▸ Exercise task
Rewrite every line of the listing from the line with "Objective: provide one point per instance of the dreadlock" up to and including the last line of the listing. Shift each x and y coordinate up by 96 and leave all other text unchanged.

▸ Material provided
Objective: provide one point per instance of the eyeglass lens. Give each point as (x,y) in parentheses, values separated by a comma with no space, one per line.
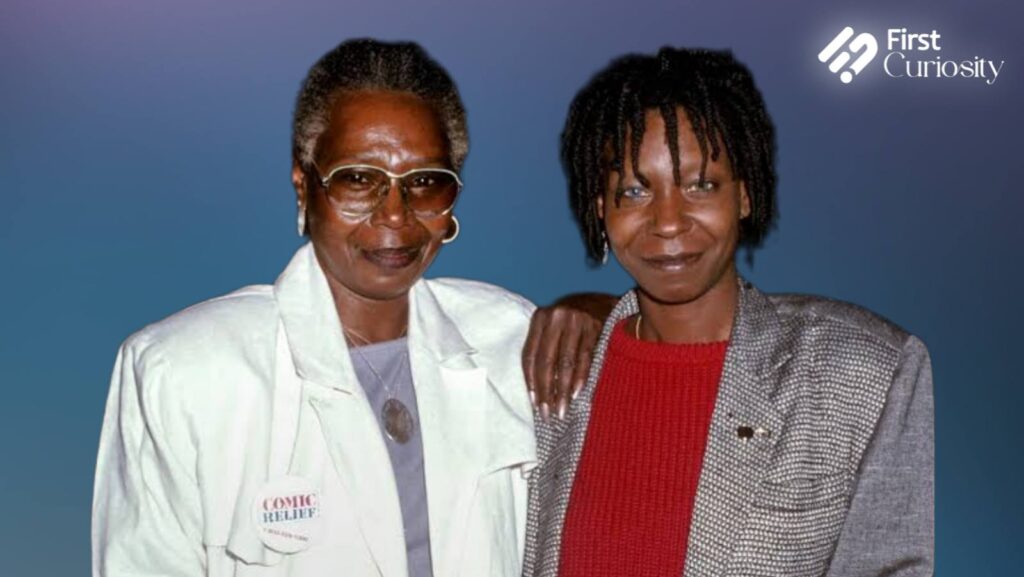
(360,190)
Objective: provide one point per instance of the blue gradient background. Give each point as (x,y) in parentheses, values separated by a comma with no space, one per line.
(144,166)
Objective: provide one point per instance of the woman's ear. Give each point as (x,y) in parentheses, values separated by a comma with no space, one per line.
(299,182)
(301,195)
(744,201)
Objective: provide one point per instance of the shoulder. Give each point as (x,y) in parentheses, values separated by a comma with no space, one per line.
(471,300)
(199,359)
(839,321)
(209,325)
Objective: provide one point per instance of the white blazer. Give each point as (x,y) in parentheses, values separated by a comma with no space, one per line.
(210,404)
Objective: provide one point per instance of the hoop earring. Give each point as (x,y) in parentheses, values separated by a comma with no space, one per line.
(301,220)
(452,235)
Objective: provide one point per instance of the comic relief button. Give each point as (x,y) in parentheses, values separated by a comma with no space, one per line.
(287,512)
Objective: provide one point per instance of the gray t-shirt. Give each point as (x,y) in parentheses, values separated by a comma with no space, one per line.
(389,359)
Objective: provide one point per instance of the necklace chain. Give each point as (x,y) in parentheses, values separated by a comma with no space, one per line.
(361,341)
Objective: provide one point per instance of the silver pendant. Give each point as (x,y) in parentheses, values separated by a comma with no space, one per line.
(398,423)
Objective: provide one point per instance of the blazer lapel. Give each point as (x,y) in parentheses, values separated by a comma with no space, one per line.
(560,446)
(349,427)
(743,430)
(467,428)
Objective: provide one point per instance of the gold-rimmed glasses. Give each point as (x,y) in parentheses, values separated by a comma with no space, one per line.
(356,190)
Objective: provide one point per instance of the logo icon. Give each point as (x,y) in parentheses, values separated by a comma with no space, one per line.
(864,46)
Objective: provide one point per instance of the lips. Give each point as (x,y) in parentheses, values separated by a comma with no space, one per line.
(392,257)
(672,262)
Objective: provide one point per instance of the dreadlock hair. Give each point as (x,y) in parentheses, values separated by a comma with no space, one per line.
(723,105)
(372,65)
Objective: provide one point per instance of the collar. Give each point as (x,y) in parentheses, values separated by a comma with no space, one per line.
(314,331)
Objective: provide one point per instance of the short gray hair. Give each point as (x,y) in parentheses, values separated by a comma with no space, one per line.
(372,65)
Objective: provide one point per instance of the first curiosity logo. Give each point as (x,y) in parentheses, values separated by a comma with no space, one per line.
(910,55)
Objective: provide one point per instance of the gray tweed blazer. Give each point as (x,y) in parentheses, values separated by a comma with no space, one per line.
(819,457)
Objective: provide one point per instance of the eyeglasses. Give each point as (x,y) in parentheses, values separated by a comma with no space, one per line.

▸ Answer below
Objective: provide one point per instance of the dreadlock hair. Give each point as (x,y) in parentheses, values separated by a comma with no space, one per line.
(819,201)
(468,161)
Objective: provide one point per instance of the collar. Give each point as (x,y) in parentheses, values separated by a comma with no space, one per line.
(410,427)
Objective: provide one point per instance of the short gray hair. Give each point as (x,y) in parentheses, values separated by a comma with no space, one per line.
(468,161)
Objective: provide one point per instance of the first curiosity logo. Give each point as (x,y) in parentheses, values separated by a comma with no space, one per line.
(1006,151)
Objective: provide one point per instance of the gray tweed blazer. Give each point as (x,y) in parentheses, values separated by a comma with no space, one per line.
(915,553)
Objective: provide one point per instance of the eyeglasses. Give each point as (x,y) in parentheses, values separated by a comma with no space, one per line.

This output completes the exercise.